### Exercises
1. Decide whether each statement agrees with the text on the Backstage series. Answer yes or no for (a), (b) and (c), and quote the deciding words of the text.
(a) The series was created by Jennifer Pertsch and Lara Azzopardi.
(b) The series was filmed with a multi-camera setup.
(c) The characters speak to viewers in confessionals.
2. Using the text on the Backstage series, answer each question on its own line, marked (a), (b) and (c).
(a) Which production company made the series?
(b) Who plays Kit?
(c) What is the name of the school the students attend?
3. Repeat the part of the text on the Backstage series that starts at "Backstage is a" and ends after "and Julia Tomasone.", character for character.

### Supplied passage
• • • • • • •

- Genre: Drama; Performing arts;
- Created by: Jennifer Pertsch; Lara Azzopardi;
- Starring: Devyn Nekoda; Alyssa Trask; Josh Bogert; Aviva Mongillo; Matthew Isen; Julia Tomasone; Adrianna Di Liello; Colin Petierre; Mckenzie Small; Romy Weltman; Isiah Hall; Kyal Legend; Chris Hoffman; Jane Moffat; Thomas L. Colford;
- Theme music composer: Andrew Austin
- Opening theme: "Spark" by Stefanie McCarol
- Country of origin: Canada
- Original language: English
- No. of seasons: 2
- No. of episodes: 60 (list of episodes)

Production
- Executive producers: Brian Irving; Jennifer Pertsch; Tom McGillis; George Elliott; Lara Azzopardi;
- Producer: Brian Irving
- Camera setup: Single-camera
- Running time: 22–25 minutes
- Production company: Fresh TV

Original release
- Network: Family Channel
- Release: March 18, 2016 – September 30, 2017

= Backstage (Canadian TV series) =

Backstage is a Canadian drama television series about a performing arts high school created by Jennifer Pertsch and Lara Azzopardi. The series aired in Canada on Family Channel from March 18 to December 9, 2016, and in the United States on Disney Channel from March 25 to September 30, 2016. The series was also released on Netflix in early 2017, with season two premiering on the streaming service on September 30, 2017. The series' ensemble cast includes Devyn Nekoda, Alyssa Trask, Josh Bogert, Aviva Mongillo, Matthew Isen, and Julia Tomasone.

== Premise ==
The trials and tribulations of the students at Keaton School of the Arts, which includes dancers, singers, musicians, and artists. The characters frequently break the fourth wall, talking to the viewers in so-called "confessionals".

== Episodes ==

| Season | Episodes |  | Originally released |  |
| First released | Last released |
| 1 | 30 |  | March 18, 2016 | September 30, 2016 |
| 2 | 30 |  | July 28, 2017 | September 30, 2017 |

== Cast ==

- Devyn Nekoda as Vanessa
- Alyssa Trask as Carly
- Josh Bogert as Miles
- Aviva Mongillo as Alya
- Matthew Isen as Jax
- Julia Tomasone as Bianca
- Adrianna Di Liello as Jenna
- Colin Petierre as Sasha
- Mckenzie Small as Scarlett
- Romy Weltman as Kit
- Isiah Hall as Denzel (season 1)
- Kyal Legend as Julie
- Chris Hoffman as Park
- Jane Moffat as Helsweel
- Thomas L. Colford as Beckett (season 2)

• • • • • • •

### Supplied records
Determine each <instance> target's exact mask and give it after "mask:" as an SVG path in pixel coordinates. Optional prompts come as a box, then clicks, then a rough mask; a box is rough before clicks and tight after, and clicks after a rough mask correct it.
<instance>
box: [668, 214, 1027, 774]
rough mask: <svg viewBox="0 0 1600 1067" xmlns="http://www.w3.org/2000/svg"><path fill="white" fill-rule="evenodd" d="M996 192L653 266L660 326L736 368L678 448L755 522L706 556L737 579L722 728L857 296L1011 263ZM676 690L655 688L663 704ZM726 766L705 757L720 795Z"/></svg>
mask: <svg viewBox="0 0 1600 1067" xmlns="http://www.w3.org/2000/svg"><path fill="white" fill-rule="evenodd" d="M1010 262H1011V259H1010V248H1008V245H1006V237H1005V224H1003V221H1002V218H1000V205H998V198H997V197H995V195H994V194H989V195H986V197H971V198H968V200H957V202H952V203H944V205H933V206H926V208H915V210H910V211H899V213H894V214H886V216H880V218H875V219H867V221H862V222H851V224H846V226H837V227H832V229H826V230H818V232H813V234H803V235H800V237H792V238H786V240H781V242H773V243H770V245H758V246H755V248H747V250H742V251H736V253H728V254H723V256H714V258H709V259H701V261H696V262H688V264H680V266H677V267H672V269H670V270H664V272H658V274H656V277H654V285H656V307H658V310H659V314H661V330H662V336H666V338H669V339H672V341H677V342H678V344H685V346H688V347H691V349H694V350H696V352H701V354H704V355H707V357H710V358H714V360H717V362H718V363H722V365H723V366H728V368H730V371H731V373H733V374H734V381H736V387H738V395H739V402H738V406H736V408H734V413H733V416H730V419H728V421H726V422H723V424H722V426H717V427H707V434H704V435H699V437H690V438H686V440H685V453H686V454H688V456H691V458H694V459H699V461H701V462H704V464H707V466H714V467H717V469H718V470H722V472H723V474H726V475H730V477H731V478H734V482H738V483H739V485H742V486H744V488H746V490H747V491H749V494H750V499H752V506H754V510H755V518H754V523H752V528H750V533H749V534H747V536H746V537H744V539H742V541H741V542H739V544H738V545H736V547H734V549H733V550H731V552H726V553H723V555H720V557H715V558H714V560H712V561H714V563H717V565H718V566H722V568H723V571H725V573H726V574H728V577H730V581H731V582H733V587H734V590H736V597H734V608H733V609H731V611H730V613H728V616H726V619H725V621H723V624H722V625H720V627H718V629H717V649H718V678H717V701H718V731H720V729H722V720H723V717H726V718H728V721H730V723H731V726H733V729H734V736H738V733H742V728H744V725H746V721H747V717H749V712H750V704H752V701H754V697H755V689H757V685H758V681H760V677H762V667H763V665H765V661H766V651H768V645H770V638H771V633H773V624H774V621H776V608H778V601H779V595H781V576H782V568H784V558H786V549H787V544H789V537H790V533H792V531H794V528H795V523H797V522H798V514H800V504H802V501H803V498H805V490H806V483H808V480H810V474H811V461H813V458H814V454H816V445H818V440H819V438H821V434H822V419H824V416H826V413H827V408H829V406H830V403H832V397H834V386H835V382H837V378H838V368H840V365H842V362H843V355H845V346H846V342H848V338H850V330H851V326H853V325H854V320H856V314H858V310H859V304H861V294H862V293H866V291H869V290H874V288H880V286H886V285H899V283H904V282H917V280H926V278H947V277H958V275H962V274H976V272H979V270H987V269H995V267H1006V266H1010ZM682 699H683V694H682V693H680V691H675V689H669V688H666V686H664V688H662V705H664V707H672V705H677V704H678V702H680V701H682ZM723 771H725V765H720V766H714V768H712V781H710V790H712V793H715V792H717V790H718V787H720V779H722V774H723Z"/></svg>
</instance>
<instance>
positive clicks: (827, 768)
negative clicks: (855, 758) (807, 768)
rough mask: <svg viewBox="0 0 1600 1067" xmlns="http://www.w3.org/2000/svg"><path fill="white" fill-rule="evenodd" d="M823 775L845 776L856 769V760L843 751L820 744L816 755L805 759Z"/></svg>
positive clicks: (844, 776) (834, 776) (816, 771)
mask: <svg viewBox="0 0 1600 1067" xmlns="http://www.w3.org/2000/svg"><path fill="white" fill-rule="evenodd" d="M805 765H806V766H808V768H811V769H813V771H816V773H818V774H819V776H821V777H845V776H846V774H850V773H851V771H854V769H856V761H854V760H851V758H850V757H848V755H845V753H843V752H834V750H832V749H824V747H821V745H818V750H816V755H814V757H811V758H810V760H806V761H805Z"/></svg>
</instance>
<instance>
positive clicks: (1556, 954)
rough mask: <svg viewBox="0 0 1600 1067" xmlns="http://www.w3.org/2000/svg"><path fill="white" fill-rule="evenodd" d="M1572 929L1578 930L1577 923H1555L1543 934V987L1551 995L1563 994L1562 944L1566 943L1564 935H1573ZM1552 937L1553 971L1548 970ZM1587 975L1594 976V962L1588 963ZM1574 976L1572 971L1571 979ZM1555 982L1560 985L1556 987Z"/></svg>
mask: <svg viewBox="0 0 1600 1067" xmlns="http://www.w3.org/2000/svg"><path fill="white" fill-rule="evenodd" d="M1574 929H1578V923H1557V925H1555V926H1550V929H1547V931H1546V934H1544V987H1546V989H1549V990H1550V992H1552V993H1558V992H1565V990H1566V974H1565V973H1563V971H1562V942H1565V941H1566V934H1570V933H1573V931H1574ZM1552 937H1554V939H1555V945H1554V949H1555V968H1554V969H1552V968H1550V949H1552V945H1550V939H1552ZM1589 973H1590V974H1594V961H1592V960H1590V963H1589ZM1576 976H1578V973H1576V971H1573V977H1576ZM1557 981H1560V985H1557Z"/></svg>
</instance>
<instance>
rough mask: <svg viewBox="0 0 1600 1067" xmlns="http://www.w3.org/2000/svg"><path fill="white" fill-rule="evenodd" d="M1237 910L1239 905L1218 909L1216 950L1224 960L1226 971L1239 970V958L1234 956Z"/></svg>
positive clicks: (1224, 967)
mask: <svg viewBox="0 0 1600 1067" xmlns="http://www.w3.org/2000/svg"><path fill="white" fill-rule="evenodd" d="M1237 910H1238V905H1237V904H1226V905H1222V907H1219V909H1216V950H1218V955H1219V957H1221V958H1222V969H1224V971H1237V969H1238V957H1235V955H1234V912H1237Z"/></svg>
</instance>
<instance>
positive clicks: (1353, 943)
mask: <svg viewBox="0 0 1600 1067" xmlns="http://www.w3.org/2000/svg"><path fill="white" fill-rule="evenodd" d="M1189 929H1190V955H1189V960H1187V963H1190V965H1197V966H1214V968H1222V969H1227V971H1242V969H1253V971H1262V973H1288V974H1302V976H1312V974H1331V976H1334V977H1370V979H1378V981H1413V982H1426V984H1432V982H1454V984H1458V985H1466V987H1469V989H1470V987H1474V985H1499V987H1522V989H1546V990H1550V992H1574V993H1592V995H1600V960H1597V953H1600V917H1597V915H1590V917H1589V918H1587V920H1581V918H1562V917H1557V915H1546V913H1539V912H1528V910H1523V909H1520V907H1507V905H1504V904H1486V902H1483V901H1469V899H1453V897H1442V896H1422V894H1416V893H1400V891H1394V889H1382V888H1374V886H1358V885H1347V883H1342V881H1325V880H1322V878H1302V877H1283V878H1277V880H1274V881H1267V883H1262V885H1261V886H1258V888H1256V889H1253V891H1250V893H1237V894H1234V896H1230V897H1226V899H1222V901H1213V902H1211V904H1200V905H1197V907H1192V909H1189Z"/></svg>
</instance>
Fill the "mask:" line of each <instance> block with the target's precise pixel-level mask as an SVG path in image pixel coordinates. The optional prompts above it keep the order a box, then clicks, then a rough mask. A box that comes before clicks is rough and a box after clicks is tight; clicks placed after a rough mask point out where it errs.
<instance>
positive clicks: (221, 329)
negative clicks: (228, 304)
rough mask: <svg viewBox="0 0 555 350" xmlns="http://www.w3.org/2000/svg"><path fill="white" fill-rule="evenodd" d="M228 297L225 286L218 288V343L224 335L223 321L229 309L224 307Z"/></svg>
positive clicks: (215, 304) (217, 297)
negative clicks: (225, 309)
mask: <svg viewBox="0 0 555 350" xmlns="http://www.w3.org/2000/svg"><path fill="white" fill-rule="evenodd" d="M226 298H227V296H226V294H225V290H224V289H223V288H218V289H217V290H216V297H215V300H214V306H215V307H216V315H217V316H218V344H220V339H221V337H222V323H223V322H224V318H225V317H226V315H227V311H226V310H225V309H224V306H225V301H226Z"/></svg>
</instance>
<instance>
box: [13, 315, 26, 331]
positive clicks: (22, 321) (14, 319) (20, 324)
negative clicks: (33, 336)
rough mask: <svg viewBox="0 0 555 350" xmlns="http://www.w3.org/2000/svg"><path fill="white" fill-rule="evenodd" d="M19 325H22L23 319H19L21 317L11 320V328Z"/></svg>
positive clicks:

• • • • • • •

### Answers to the tasks
1.
(a) Yes: "created by Jennifer Pertsch and Lara Azzopardi"
(b) No: "Camera setup: Single-camera"
(c) Yes: "talking to the viewers in so-called "confessionals""

2.
(a) Fresh TV
(b) Romy Weltman
(c) Keaton School of the Arts

3.
Backstage is a Canadian drama television series about a performing arts high school created by Jennifer Pertsch and Lara Azzopardi. The series aired in Canada on Family Channel from March 18 to December 9, 2016, and in the United States on Disney Channel from March 25 to September 30, 2016. The series was also released on Netflix in early 2017, with season two premiering on the streaming service on September 30, 2017. The series' ensemble cast includes Devyn Nekoda, Alyssa Trask, Josh Bogert, Aviva Mongillo, Matthew Isen, and Julia Tomasone.